### Given exercise:
Copy out the listing below word for word, omitting the pictures.

Recorded data
--- START ---

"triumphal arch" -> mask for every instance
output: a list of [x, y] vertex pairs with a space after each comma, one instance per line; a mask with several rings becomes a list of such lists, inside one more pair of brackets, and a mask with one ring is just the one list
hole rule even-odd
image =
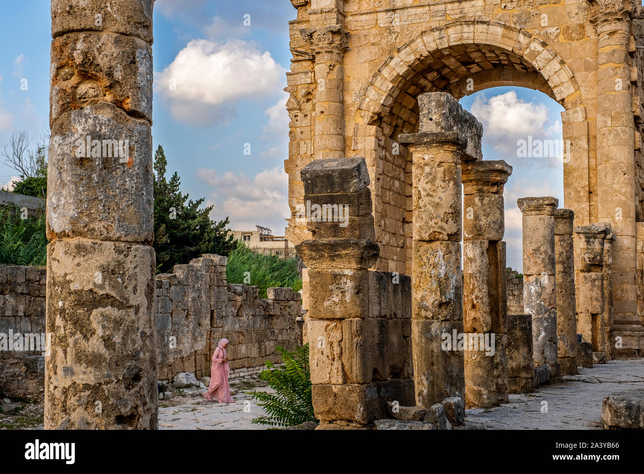
[[[497, 86], [560, 104], [565, 208], [574, 225], [610, 224], [615, 355], [644, 353], [641, 81], [644, 20], [632, 0], [291, 0], [287, 237], [300, 170], [364, 157], [373, 201], [373, 268], [411, 275], [412, 161], [399, 137], [418, 132], [417, 97], [456, 99]], [[490, 157], [501, 159], [506, 157]], [[576, 237], [578, 272], [580, 247]]]

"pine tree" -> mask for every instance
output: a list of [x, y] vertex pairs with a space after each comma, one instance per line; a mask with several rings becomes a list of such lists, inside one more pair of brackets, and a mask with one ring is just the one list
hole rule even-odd
[[203, 253], [227, 256], [235, 247], [228, 235], [228, 217], [214, 222], [210, 219], [212, 206], [200, 209], [204, 198], [193, 201], [180, 189], [181, 180], [175, 172], [166, 178], [167, 160], [163, 147], [155, 152], [155, 252], [156, 268], [171, 271], [176, 264], [188, 263]]

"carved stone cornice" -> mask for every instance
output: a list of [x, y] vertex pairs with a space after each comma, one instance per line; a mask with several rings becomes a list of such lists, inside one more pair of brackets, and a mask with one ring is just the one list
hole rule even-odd
[[290, 5], [296, 8], [306, 6], [308, 5], [309, 0], [290, 0]]
[[591, 23], [605, 25], [621, 23], [641, 15], [641, 5], [636, 0], [588, 0]]
[[339, 25], [321, 28], [303, 28], [299, 33], [315, 54], [323, 51], [344, 52], [349, 47], [349, 32]]

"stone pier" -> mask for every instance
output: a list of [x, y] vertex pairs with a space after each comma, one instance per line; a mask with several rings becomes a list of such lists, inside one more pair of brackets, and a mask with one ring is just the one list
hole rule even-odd
[[523, 213], [524, 308], [532, 316], [533, 359], [535, 367], [548, 369], [551, 382], [558, 382], [554, 212], [559, 201], [524, 197], [516, 204]]
[[156, 429], [152, 0], [52, 0], [44, 426]]
[[532, 317], [507, 315], [507, 380], [510, 393], [529, 393], [534, 389]]
[[[479, 338], [478, 347], [464, 351], [465, 404], [489, 408], [508, 400], [503, 188], [512, 167], [502, 161], [473, 161], [461, 169], [463, 329]], [[493, 341], [491, 353], [481, 346], [484, 338]]]
[[[605, 296], [609, 291], [604, 279], [604, 255], [607, 238], [611, 235], [605, 224], [591, 224], [574, 228], [580, 239], [579, 333], [592, 348], [598, 361], [610, 357], [610, 328], [607, 328]], [[608, 353], [607, 353], [607, 352]]]
[[410, 279], [368, 270], [379, 248], [363, 158], [316, 160], [301, 176], [311, 208], [327, 210], [325, 219], [312, 212], [314, 239], [296, 246], [309, 269], [306, 324], [318, 429], [368, 428], [386, 417], [387, 402], [413, 404]]
[[399, 141], [412, 153], [413, 212], [412, 341], [416, 404], [464, 397], [462, 160], [480, 158], [482, 126], [453, 97], [419, 97], [418, 133]]
[[562, 375], [577, 374], [577, 320], [574, 250], [570, 209], [554, 212], [554, 263], [557, 291], [557, 341]]

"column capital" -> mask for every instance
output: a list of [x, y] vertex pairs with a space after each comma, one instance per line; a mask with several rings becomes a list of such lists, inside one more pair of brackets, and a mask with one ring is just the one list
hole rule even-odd
[[554, 211], [554, 235], [572, 235], [574, 212], [572, 209], [556, 209]]
[[[450, 161], [459, 163], [461, 155], [468, 146], [468, 139], [458, 132], [421, 132], [418, 133], [402, 133], [398, 136], [398, 143], [407, 147], [412, 155], [424, 153], [426, 161]], [[444, 153], [435, 155], [437, 150], [450, 152], [454, 156], [446, 158]], [[421, 160], [414, 160], [421, 161]]]
[[524, 215], [554, 215], [559, 200], [552, 196], [522, 197], [516, 205]]
[[641, 5], [634, 0], [587, 0], [591, 5], [590, 21], [610, 30], [611, 25], [621, 29], [621, 25], [631, 18], [638, 18]]
[[469, 161], [460, 164], [463, 193], [503, 194], [512, 166], [503, 160]]
[[349, 32], [341, 25], [305, 28], [300, 30], [299, 34], [316, 54], [327, 51], [344, 52], [349, 47]]
[[294, 8], [299, 8], [308, 5], [309, 1], [310, 0], [290, 0], [290, 5], [293, 5]]

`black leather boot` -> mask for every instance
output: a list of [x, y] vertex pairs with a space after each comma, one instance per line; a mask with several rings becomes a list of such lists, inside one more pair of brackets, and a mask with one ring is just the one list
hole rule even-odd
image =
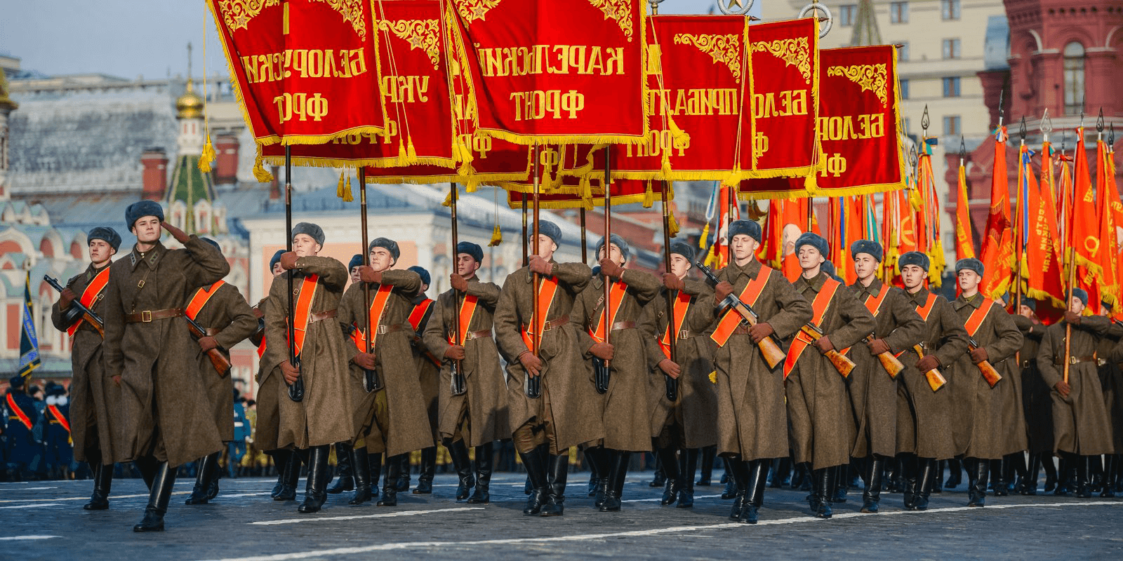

--- END ---

### Problem solution:
"triumphal arch" -> mask for every instance
output: a list of [x, y] vertex pairs with a space after each comma, one instance per line; a mask with several rings becomes a list of such lists, inside one more pair of brackets, and a mask with one ring is just the one list
hole rule even-odd
image =
[[[497, 86], [560, 104], [565, 208], [574, 225], [610, 224], [615, 355], [644, 353], [641, 81], [644, 20], [632, 0], [291, 0], [287, 237], [300, 170], [364, 157], [373, 201], [373, 268], [411, 275], [412, 161], [399, 137], [418, 132], [417, 97], [456, 99]], [[490, 157], [501, 159], [506, 157]], [[576, 237], [578, 272], [580, 247]]]

"pine tree" -> mask for every instance
output: a list of [x, y] vertex pairs with a space after each comma, one instance per line; a mask with several rings becomes a list of such lists, inside one more pair of brackets, and a mask with one ring is just the one list
hole rule even-odd
[[203, 253], [227, 256], [235, 247], [228, 235], [228, 217], [214, 222], [210, 219], [212, 206], [200, 209], [204, 198], [193, 201], [180, 189], [181, 180], [175, 172], [166, 178], [167, 160], [163, 147], [155, 152], [155, 252], [156, 268], [171, 271], [176, 264], [188, 263]]

"carved stone cornice" -> mask for every instance
output: a list of [x, y] vertex pairs with a space after each comma, one instance per line; a mask with several rings becomes a list of such lists, inside one more pair of brackets, and a mask with one ring is just the one list
hole rule even-odd
[[290, 5], [296, 8], [306, 6], [308, 5], [309, 0], [290, 0]]
[[591, 23], [605, 25], [621, 23], [641, 15], [641, 5], [636, 0], [588, 0]]
[[339, 25], [321, 28], [303, 28], [299, 33], [315, 54], [323, 51], [344, 52], [349, 47], [349, 32]]

"stone pier" -> mask for every instance
output: a list of [x, y] vertex pairs with a space after each comma, one instance per line; a mask with several rings becomes a list of such lists, inside one more pair of brackets, and a mask with one ring is just the one list
hole rule even-odd
[[523, 213], [524, 308], [532, 316], [533, 359], [535, 367], [548, 369], [551, 382], [558, 382], [554, 212], [559, 201], [524, 197], [516, 204]]
[[156, 429], [152, 0], [52, 0], [44, 426]]
[[532, 317], [507, 315], [507, 380], [510, 393], [529, 393], [534, 389]]
[[[479, 338], [478, 347], [464, 351], [465, 404], [489, 408], [508, 400], [503, 188], [512, 167], [502, 161], [473, 161], [461, 169], [463, 329]], [[493, 341], [491, 353], [481, 346], [484, 338]]]
[[[605, 296], [609, 291], [604, 279], [604, 255], [607, 238], [611, 235], [605, 224], [591, 224], [574, 228], [580, 239], [579, 333], [592, 348], [598, 361], [610, 357], [610, 328], [607, 328]], [[608, 353], [607, 353], [607, 352]]]
[[410, 279], [368, 270], [379, 248], [363, 158], [316, 160], [301, 176], [311, 208], [327, 210], [325, 219], [312, 212], [314, 239], [296, 246], [309, 269], [306, 324], [318, 429], [368, 428], [386, 417], [387, 402], [413, 404]]
[[399, 141], [412, 153], [413, 212], [412, 341], [416, 404], [464, 397], [462, 160], [480, 158], [482, 126], [453, 97], [419, 97], [418, 133]]
[[562, 375], [577, 374], [577, 320], [574, 250], [570, 209], [554, 212], [554, 263], [557, 291], [557, 341]]

"column capital" -> mask for every instance
output: a list of [x, y] vertex pairs with a space after each comma, one instance per line; a mask with several rings becomes a list of such lists, inside one more pair of brackets, and a mask with one ring is just the one list
hole rule even-odd
[[554, 211], [554, 235], [572, 235], [574, 212], [572, 209], [556, 209]]
[[[450, 161], [459, 163], [461, 155], [468, 146], [468, 139], [458, 132], [421, 132], [418, 133], [402, 133], [398, 136], [398, 143], [407, 147], [412, 155], [424, 153], [426, 161]], [[444, 153], [435, 155], [437, 150], [450, 152], [454, 156], [446, 158]], [[421, 160], [414, 160], [421, 161]]]
[[524, 215], [554, 215], [559, 200], [552, 196], [522, 197], [516, 205]]
[[641, 5], [634, 0], [587, 0], [591, 5], [590, 21], [610, 30], [611, 25], [621, 29], [621, 25], [631, 18], [638, 18]]
[[469, 161], [460, 164], [463, 193], [503, 194], [512, 166], [503, 160]]
[[349, 32], [341, 25], [305, 28], [300, 30], [299, 34], [316, 54], [327, 51], [344, 52], [349, 47]]
[[294, 8], [299, 8], [308, 5], [309, 1], [310, 0], [290, 0], [290, 5], [293, 5]]

`black leather boot` -> mask for every instance
output: a list of [x, y] vertex pairs with a space after each comma, one instance per line; a mask with several rings becomes a list of such lists, inside one more pair of brackets, and a mask with one ring is just the one list
hole rule even-odd
image =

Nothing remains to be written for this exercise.